> _Job_
Convert all of the records below into a Markdown table with the columns "No." and "Entry". Put a row number under "No." and one line under "Entry". Skip blank lines and leave out the pictures.

> _Input_
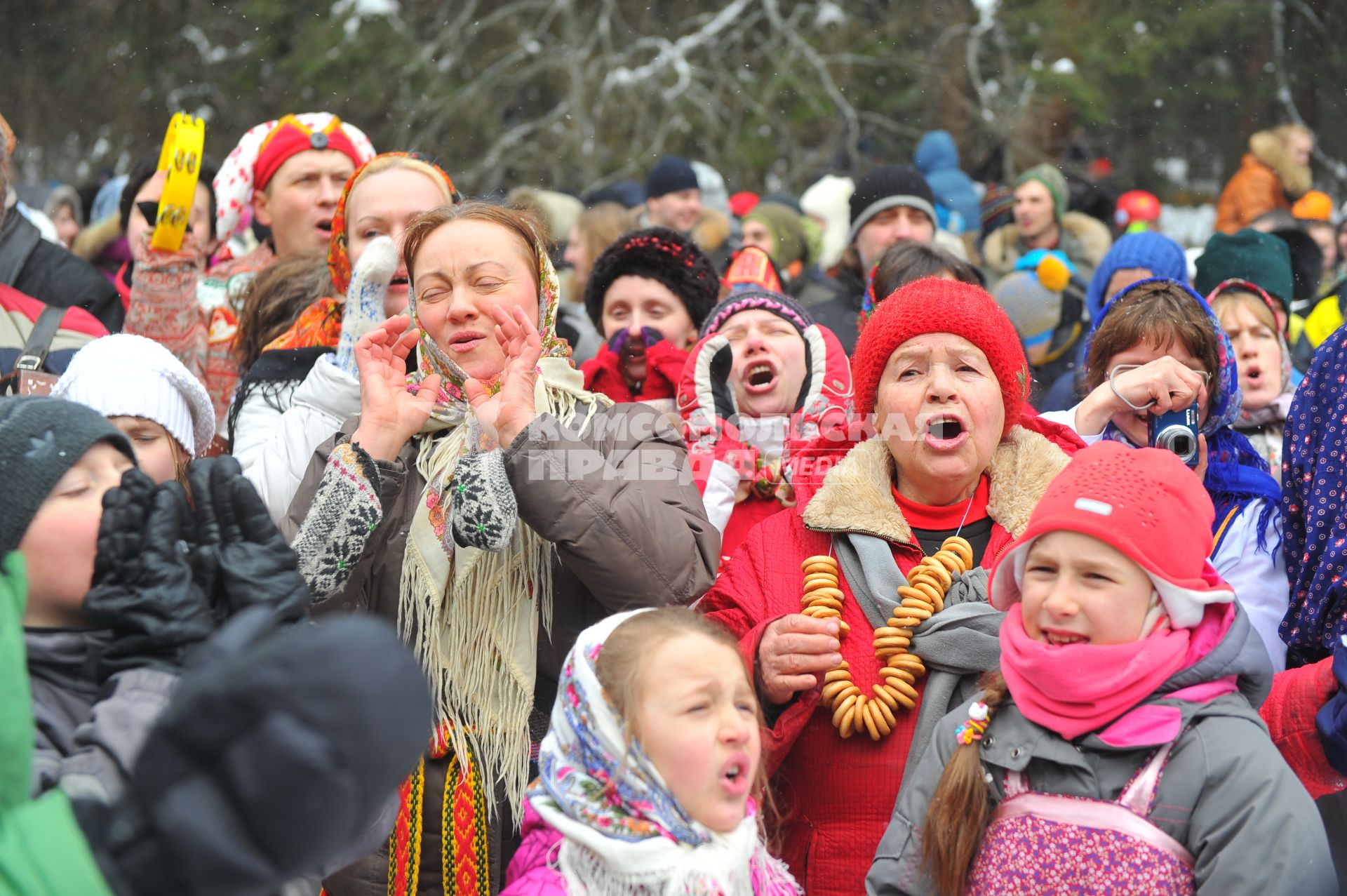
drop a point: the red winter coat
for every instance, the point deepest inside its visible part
(736, 488)
(836, 796)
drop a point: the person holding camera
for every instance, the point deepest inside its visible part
(1160, 372)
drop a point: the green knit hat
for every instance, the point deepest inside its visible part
(41, 439)
(1057, 182)
(1247, 255)
(784, 224)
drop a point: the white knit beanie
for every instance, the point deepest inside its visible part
(127, 375)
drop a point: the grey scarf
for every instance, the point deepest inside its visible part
(957, 644)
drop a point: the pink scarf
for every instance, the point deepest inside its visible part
(1078, 689)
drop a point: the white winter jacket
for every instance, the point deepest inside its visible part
(274, 448)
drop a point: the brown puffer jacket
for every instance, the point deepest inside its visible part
(629, 531)
(1266, 180)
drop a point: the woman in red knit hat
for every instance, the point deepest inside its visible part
(956, 455)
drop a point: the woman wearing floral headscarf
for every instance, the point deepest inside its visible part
(304, 385)
(493, 508)
(1249, 317)
(1158, 347)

> _Result_
| No. | Entry |
|---|---|
| 1 | drop a point: the red winter coat |
| 2 | for every instance, the point deepest inside its visible part |
| 3 | (736, 488) |
| 4 | (836, 796) |
| 5 | drop a point: the person holding camera |
| 6 | for every instance, the point deepest inside its visible part |
| 7 | (1160, 372) |
| 8 | drop a point: the green knit hat |
| 9 | for every instance, the point deepest inside its visible part |
| 10 | (41, 439) |
| 11 | (1057, 182) |
| 12 | (1247, 255) |
| 13 | (784, 224) |
| 14 | drop a point: the white knit beanie |
| 15 | for every instance, the point deepest inside its visible part |
| 16 | (127, 375) |
| 17 | drop a point: the grey scarf |
| 18 | for every instance, the point deepest inside its visible part |
| 19 | (957, 644) |
| 20 | drop a point: the pink scarf |
| 21 | for every instance, the point deepest inside its visible part |
| 22 | (1078, 689) |
| 23 | drop a point: the white winter jacket |
| 24 | for every instance, the point deepest inside its visible part |
| 25 | (274, 448) |
| 26 | drop a point: the brown puffer jacket |
| 27 | for every instance, the point deepest inside its visible part |
| 28 | (629, 531) |
| 29 | (1266, 180) |
| 30 | drop a point: the woman in red knit hat |
| 31 | for every instance, the point deepest inside its visible part |
| 32 | (956, 455) |
| 33 | drop a point: the woman wearing floral headscarf |
| 34 | for every instance, the point deepest inside its visible part |
| 35 | (304, 385) |
| 36 | (493, 508) |
| 37 | (1249, 317) |
| 38 | (1158, 347) |